• [EXTRACT TO READ]:
################

GSoC 2020 project idea 11: Extended support for NIX file format in GIN

The G-Node Data Infrastructure (GIN) services[1] provide a platform for management and sharing of data in neuroscience. Inspired by GitHub, the platform uses git and git-annex for versioning and sharing of scientific data, offering the power of a web-based repository management service combined with distributed version control. It addresses the range of research data workflows from data processing and analysis on the local workstation to remote collaboration and data publication. GIN also provides indexing services for convenient searching of data and metadata, including information in well-defined formats like the odML[2] metadata format and the NIX[3] format for scientific data.

In this project we want to enhance the GIN data management services by making use of specific features of the NIX format, such as the comprehensive organization of metadata and the representation of relationships between the data. This would materialize as a set of features on the GIN web frontend for extended search, visualization and exploration of data stored on GIN.

Outcomes of this project would be the ability to search for and extract structural properties and metadata from files and to present and visualize the results.

A successful applicant will have some experience with Python and Go as well as git and will be interested in working with ElasticSearch and JavaScript based data visualization.

################

• [MATERIAL PROVIDED]:
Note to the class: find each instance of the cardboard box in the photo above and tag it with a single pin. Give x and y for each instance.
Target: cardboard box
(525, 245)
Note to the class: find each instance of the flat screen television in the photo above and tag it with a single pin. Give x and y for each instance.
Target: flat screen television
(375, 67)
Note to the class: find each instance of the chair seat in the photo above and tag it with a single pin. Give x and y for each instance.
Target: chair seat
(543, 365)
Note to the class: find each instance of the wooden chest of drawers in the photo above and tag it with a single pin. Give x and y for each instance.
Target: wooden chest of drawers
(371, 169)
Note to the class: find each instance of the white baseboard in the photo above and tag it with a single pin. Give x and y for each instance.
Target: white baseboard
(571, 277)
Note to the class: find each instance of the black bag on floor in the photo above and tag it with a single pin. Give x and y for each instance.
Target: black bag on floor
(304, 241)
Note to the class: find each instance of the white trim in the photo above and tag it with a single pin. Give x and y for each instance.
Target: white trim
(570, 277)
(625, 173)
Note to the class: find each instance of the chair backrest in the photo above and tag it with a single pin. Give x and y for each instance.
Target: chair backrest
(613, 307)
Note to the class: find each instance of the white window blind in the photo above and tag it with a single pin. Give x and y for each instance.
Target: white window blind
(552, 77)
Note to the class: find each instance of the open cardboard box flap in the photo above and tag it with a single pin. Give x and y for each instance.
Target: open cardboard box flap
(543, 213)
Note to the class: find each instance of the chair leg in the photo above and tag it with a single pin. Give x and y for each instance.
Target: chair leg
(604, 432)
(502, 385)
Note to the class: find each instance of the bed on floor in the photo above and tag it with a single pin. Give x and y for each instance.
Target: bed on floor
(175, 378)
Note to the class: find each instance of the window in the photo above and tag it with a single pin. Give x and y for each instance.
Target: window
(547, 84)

################

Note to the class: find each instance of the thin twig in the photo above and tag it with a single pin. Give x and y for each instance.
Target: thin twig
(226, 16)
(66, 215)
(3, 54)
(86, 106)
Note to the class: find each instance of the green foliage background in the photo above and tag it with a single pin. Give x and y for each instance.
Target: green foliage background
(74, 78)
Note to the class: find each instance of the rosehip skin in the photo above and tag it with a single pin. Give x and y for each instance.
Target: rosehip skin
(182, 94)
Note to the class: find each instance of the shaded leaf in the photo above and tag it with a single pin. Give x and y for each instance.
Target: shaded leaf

################

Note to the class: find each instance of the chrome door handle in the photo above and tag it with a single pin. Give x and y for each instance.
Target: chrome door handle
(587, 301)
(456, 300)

################

• [REQUIREMENT 1]:
Answer these questions about the GSoC project idea on NIX support in GIN:
(a) What does the platform use to version and share scientific data?
(b) Which two well-defined formats are named as ones whose information GIN's indexing services cover?
(c) Which search technology should a successful applicant be interested in working with?
• [REQUIREMENT 2]:
Quote everything in the GSoC project idea on NIX support in GIN from "In this project" down to "stored on GIN.".
• [REQUIREMENT 3]:
Can you write what comes next in the GSoC project idea on NIX support in GIN, continuing after its final sentence?
The records were taken from a different source than the project idea.

• [OUTPUT 1]:
(a) git and git-annex
(b) The odML metadata format and the NIX format
(c) ElasticSearch

• [OUTPUT 2]:
In this project we want to enhance the GIN data management services by making use of specific features of the NIX format, such as the comprehensive organization of metadata and the representation of relationships between the data. This would materialize as a set of features on the GIN web frontend for extended search, visualization and exploration of data stored on GIN.

• [OUTPUT 3]:
Mentors: G-Node & NIX Core Team (Achilleas Koutsou, @achilleas-k; Jan Grewe, @jgrewe; Michael Sonntag, @mpsonntag)

[1] https://gin.g-node.org
[2] https://github.com/G-Node/python-odml
[3] https://github.com/G-Node/nix

Hi @achilleas @jgrewe @mpsonntag, I am Mohini Tripathi, pursuing under graduation in Computer Science from IET Bundelkhand University. I’ve prior experience with Python, Go, Javascript and Git, furthermore I am familiarizing myself with ElasticSearch and GIN. I would like to contribute to this project or solve any warm-up task if required. I am looking forward to your guidance on this project.

Hello Mohini. Thanks for showing interest in this project. Before we look at warmup tasks, do you have any public code repositories we can look at?

In the meantime, I realise that we neglected to link to the repository of the current indexing service. You can have a look at it here: https://github.com/G-Node/gin-dex. This service indexes and serves the search results for the data search on GIN: https://gin.g-node.org/explore/data

hi @achilleas, please have a look at my Github profile https://github.com/mohini-tripathi/

Background & motivation

Hi @achilleas @jgrewe & @mpsonntag, I’m Huzi Cheng, currently a 2nd year phd student from Indiana University studying theoretical neuroscience. Libraries like this aiming at data sharing always attract me as we need data from other experimental neuroscientists and that’s why I’m interested in this project.

Programming experience
I have experience in some of the techniques you listed: python (mother tongue for programming, use it for everything including writing backend service and running neural network simulations), modern frontend development stack(JS, react.js, vue.js, CSS3, HTML5, WebGL, etc.) and golang( no large project experience with go but just some playground stuff). Also, I’m familiar with the git workflow. So I think I can contribute to this project.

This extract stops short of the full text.